* [Exercise brief] The entries should be written out again exactly as they read.

* [The input]
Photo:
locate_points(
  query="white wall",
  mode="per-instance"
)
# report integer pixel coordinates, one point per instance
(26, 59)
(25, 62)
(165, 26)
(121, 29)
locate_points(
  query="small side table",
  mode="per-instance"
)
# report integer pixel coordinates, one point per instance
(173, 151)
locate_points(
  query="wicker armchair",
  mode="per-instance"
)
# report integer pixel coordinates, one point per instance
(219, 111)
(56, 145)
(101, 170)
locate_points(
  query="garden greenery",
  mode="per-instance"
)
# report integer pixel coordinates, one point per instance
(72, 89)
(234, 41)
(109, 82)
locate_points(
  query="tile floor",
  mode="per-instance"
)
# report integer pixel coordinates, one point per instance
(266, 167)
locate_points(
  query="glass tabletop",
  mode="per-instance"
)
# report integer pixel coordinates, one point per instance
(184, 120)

* [Answer space]
Photo:
locate_points(
  query="white wall",
  mode="per-instance"
)
# report integer pixel coordinates, one point per instance
(26, 59)
(25, 62)
(165, 26)
(121, 29)
locate_points(
  query="small side table",
  mode="per-instance"
)
# report integer pixel coordinates, one point per instance
(173, 151)
locate_points(
  query="wicker armchair",
  mode="per-instance"
)
# report integer pixel coordinates, one point per instance
(219, 111)
(56, 145)
(101, 170)
locate_points(
  query="garden greenery",
  mode="per-instance"
)
# report integer pixel coordinates, one point per instance
(72, 89)
(234, 41)
(109, 82)
locate_points(
  query="tile floor",
  mode="per-instance"
)
# report integer pixel coordinates, one point per instance
(266, 167)
locate_points(
  query="glass tabletop",
  mode="per-instance"
)
# report integer pixel coordinates, one point per instance
(184, 120)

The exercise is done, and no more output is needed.